Collect every line of the data below that contains the string "sedan", matching letter case exactly, and copy each such line.

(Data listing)
===
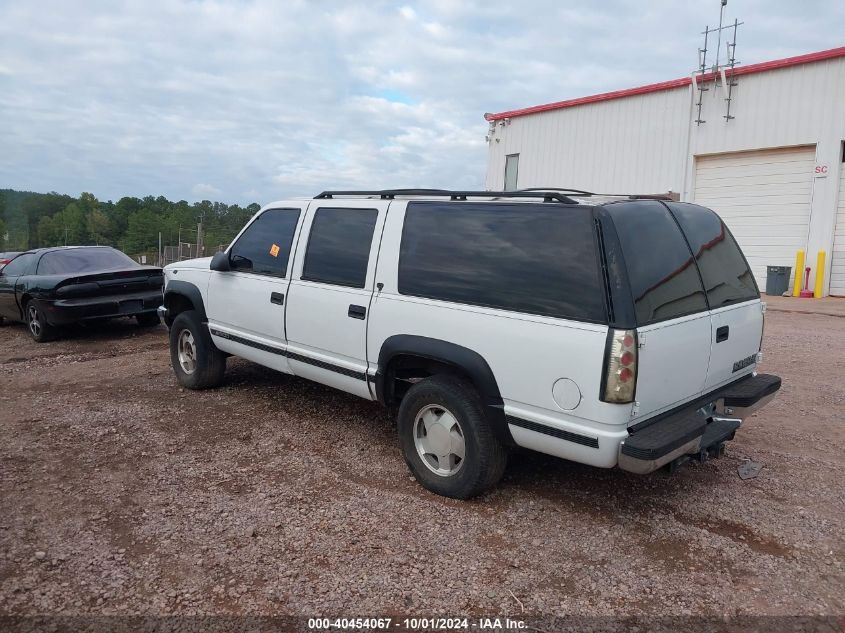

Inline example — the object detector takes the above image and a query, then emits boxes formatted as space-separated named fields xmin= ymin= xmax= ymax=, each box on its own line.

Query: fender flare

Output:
xmin=375 ymin=334 xmax=515 ymax=446
xmin=164 ymin=279 xmax=208 ymax=325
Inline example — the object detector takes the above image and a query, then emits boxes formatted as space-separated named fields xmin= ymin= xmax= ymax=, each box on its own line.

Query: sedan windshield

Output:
xmin=38 ymin=247 xmax=140 ymax=275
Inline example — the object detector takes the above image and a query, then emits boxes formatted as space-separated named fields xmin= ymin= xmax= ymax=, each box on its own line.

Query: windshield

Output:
xmin=38 ymin=246 xmax=140 ymax=275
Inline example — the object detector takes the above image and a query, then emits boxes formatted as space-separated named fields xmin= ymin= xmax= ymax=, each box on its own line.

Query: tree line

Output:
xmin=0 ymin=189 xmax=260 ymax=256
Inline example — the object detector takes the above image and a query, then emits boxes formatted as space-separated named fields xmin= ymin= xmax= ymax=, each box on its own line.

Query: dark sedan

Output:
xmin=0 ymin=246 xmax=163 ymax=343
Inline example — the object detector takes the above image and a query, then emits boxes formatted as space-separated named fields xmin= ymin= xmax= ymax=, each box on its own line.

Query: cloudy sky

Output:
xmin=0 ymin=0 xmax=845 ymax=203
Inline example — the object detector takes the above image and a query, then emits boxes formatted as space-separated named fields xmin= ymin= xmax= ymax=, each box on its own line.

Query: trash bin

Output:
xmin=766 ymin=266 xmax=792 ymax=297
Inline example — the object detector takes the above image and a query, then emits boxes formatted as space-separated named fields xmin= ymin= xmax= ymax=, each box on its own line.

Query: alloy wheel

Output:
xmin=414 ymin=405 xmax=466 ymax=477
xmin=177 ymin=330 xmax=197 ymax=374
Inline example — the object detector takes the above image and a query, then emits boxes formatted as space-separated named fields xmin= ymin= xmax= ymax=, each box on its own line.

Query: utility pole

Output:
xmin=197 ymin=213 xmax=205 ymax=257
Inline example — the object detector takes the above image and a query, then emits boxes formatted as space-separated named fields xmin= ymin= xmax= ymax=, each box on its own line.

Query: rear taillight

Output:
xmin=602 ymin=330 xmax=637 ymax=404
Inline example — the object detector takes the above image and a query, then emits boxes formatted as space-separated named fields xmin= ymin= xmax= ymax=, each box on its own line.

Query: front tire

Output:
xmin=397 ymin=375 xmax=507 ymax=499
xmin=170 ymin=310 xmax=226 ymax=389
xmin=24 ymin=300 xmax=56 ymax=343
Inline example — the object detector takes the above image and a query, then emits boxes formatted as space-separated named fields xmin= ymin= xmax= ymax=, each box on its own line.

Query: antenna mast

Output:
xmin=692 ymin=0 xmax=744 ymax=125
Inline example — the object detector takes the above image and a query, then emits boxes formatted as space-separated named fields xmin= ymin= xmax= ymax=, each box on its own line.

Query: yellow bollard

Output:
===
Answer for the task.
Query: sedan windshield
Query: dark sedan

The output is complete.